[Aim of the task] Copy out everything from the start of the entries down to the line with "[(54, 64), (81, 59), (73, 49), (105, 65), (34, 74)]", including the requests. Scale every coordinate in the answer points by 1.95 and round each to a whole number, with halves rounding up. Leave the pictures out of your answer.

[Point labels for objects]
>> Begin
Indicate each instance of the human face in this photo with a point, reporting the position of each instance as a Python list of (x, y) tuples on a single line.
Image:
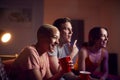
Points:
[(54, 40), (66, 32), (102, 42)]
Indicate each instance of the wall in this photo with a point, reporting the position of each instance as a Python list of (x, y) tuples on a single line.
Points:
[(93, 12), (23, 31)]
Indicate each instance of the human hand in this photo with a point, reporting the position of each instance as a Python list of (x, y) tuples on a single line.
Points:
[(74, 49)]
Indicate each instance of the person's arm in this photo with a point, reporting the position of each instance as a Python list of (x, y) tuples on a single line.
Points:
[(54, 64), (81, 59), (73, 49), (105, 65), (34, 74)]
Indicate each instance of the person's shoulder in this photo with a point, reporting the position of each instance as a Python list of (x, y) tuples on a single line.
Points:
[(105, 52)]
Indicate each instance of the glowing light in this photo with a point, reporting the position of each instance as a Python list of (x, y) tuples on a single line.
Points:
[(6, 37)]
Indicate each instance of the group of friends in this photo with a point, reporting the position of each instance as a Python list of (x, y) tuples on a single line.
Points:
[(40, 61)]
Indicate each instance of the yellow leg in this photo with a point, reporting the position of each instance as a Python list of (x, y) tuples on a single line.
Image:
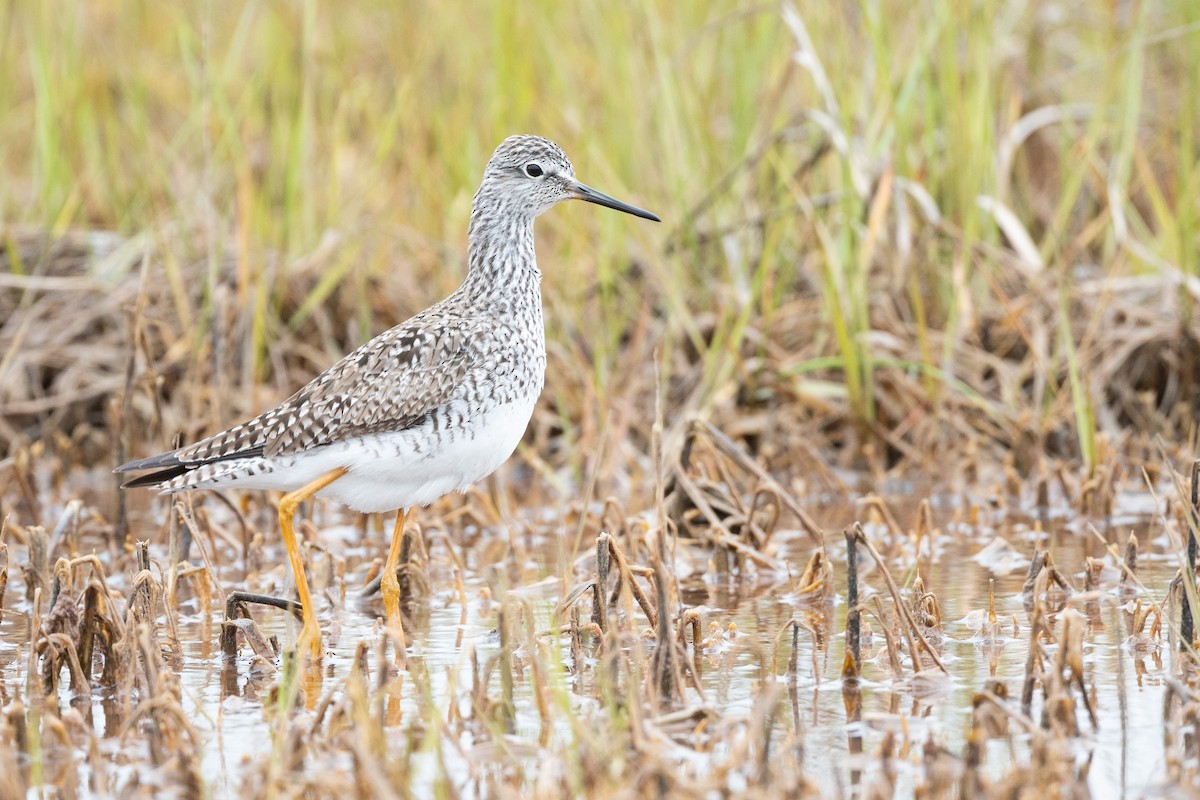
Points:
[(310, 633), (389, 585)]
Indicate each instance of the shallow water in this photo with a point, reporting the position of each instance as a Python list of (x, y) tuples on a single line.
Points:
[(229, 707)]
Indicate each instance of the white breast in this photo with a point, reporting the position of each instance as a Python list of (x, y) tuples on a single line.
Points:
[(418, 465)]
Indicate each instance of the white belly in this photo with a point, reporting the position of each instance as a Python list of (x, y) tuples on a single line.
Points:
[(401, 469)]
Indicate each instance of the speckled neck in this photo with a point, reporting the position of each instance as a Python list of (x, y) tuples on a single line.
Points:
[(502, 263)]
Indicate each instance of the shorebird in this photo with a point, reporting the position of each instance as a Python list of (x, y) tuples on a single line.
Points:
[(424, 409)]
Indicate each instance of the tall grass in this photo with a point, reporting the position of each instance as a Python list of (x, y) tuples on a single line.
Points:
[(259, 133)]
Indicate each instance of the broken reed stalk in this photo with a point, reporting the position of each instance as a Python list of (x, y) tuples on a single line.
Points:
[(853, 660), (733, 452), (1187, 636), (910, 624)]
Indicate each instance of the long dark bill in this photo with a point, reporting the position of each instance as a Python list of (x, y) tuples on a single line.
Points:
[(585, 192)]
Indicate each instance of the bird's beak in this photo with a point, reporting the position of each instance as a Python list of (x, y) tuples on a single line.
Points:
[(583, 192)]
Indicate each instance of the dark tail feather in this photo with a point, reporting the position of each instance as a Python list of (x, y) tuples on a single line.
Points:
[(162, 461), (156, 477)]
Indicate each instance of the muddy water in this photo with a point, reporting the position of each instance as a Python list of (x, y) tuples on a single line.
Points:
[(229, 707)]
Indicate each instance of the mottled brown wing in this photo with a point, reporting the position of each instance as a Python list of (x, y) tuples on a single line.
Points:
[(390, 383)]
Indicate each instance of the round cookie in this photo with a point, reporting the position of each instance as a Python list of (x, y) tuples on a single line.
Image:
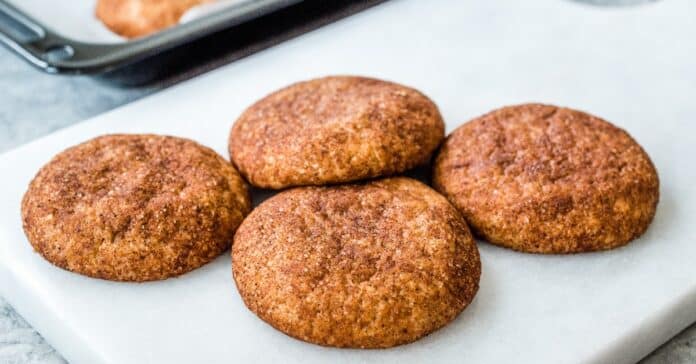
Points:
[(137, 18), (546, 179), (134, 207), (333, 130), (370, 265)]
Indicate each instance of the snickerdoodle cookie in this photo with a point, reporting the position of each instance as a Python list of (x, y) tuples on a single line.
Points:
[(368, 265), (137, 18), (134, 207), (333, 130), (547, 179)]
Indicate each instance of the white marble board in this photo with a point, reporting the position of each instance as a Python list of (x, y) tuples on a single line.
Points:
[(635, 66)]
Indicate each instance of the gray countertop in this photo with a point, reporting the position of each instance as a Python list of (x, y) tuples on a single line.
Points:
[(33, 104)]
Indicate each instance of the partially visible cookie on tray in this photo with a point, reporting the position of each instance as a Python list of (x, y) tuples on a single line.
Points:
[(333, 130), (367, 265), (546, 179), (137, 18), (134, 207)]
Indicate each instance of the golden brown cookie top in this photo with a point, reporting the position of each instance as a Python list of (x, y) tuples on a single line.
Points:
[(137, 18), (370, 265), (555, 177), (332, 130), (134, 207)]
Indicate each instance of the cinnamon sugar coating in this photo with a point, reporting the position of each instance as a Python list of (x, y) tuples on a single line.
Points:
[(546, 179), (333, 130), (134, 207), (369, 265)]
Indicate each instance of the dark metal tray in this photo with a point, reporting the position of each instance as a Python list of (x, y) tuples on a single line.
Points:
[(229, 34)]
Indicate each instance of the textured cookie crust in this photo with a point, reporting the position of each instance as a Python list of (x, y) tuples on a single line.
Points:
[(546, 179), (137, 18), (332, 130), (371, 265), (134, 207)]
>> End
[Solution]
Indicate each instance of the human face in this photo with a point, reporting the position of each instance as a Python list of (x, y) tuples on a single line.
Image:
Points:
[(105, 78), (129, 62), (199, 82)]
Indicate each instance of the wall in this photo with a point, reporting the position of each instance as a Python list of (x, y) tuples on a single line.
Points:
[(181, 23), (45, 60)]
Indicate each instance of the human hand in this photo with a point, reporting the position of each instance as a Python list of (x, y) tuples on a single line.
Points:
[(144, 96)]
Indicate each instance of the person's arm in this photo with a point, reporting the position of each instance as a Python list of (x, y) tuples on a single line.
Points:
[(105, 125), (158, 115), (142, 96), (205, 127), (66, 144)]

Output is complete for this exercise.